Work to be completed: From the review of Land Of The Dead below, list every actor named in the paragraph that begins "In comparison, the living characters get a bit of a short shrift".

Passage shown:
+ + +

So, let’s adress the giant, zombified elephant in the room first: while it’s nothing short of a gift that we managed to get another George Romero zombie film, it’s a still a noticable drop in quality from his virtually flawless original Dead trilogy. It was inevitable really, after all, even Peter Jackson and George Lucas fell short when belatedly adding to the Middle-Earth and Star Wars trilogies, but while Land Of The Dead feels a bit too comic booky to comfortably measure up to it’s predecessors, it’s still a lot of fun, still managing to pack as many ideas into it’s story as a zombie can pack a steaming pile of entrails into it’s mouth.
Obviously Romero has 20 years of social commentary to run with and the concept of human beings weathering the storm of a zombie apocalypse to the point where the richer, more comfortable humans now regard the flesh eating creatures that roam the earth as something quite passe and therefore a problem that can afforded to be ignored. Adopting the tactic of burying your head in the sand is a sure-fire way to eventually finding a set of rotted dental work embedded in your left ass cheek, but it unfortunately rings true – be honest, if the apocalypse was raging outside someone’s window and they had enough money to simply pretend it wasn’t happening no matter the cost, chances are that’s probably what they’d do.
However, the big twist here is that it’s not Riley and his motley band of survivors who are the real heroes here as it’s pretty apparent that this time Romero’s sympathies lie with the zombies as he fashions a world where a population that’s predominantly led by corpses is oddly peaceful. As the festering fuckers slowly wander around, going about no real business whatsoever and harming no one it’s tough not to yearn for a world that’s also slowed down a bit (although one that also smells better than a city full of rotting people would also be nice). By far the best character here is howling, zombie revolutionary Big Daddy, a hulking, blue collar zombie who hangs around gas pumps while faintly remembering his past existence who then snaps into action when the scavengers come to town. Teaching himself – and his raggedy undead kin – new skills, such as firing a machine gun and traversing water (in the movie’s coolest shot), Big Daddy is a natural progression from Dawn Of The Dead’s Stephen and Day Of The Dead’s Bub which also feature room temperature marauders who manage to engaged the few remaining brain cells they got left.
In comparison, the living characters get a bit of a short shrift; Simon Baker’s lead is somewhat bland, as is Dennis Hopper’s oddly restrained performance as the ruthless Kaufman but thankfulky John Leguizamo and Asia Argento brings much needed charisma and Robert Joy’s childlike Charlie is sweet despite his Harvey Dent style face lift.
However, when it comes to Land Of The Dead you come for the zombies and stay for the zombies and Romero, gifted with a healthier budget than usual, stretches his world building and creative kill muscles with intriguing results. Innovative gore (the zombie featuring a head that’s clinging on by the slightest of scraps who attacks by snapping his snapping cranium forward like a whip), nifty touches (the humans use fireworks to distract the zombies while they forage) and cool call backs (a cameoing Tom Savini zombified up in full Dawn Of The Dead garb) mean that while this fourth entry may not quite measure up to it’s three older brothers, it still has enough smart, splatter and downright fucking cool moments to still be worth digging out in a world still somehow ruled by The Walking Dead and all it’s many spinoffs.

+ + +

Dataset extract:
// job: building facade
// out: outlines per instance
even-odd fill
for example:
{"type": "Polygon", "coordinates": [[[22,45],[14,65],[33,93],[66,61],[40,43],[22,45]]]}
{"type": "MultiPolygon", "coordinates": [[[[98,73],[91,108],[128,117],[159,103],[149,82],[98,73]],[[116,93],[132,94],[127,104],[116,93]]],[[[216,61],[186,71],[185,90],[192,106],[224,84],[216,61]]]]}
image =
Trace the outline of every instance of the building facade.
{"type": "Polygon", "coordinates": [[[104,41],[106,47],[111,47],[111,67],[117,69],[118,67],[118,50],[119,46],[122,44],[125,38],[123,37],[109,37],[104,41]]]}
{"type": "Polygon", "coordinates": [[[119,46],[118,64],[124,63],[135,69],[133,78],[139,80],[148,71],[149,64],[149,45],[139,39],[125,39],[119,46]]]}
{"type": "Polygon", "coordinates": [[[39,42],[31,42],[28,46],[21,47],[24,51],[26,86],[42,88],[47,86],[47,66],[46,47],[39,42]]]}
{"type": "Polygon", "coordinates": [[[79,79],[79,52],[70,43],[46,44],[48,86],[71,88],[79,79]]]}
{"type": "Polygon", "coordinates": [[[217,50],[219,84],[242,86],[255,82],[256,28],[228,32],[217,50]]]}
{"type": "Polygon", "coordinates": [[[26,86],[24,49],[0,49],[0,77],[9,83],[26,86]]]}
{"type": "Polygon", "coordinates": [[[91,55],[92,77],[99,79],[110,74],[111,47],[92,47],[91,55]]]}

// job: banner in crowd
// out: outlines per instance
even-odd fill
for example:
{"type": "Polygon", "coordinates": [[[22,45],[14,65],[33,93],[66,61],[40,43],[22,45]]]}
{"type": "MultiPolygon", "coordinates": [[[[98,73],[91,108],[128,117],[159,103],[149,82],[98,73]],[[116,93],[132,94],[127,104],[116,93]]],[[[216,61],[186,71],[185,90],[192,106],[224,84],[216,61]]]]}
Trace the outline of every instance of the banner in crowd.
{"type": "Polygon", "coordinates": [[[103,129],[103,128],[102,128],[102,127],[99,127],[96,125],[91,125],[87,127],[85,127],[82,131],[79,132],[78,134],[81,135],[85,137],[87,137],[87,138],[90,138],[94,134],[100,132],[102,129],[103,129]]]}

+ + +

Response to this task:
Simon Baker
Dennis Hopper
John Leguizamo
Asia Argento
Robert Joy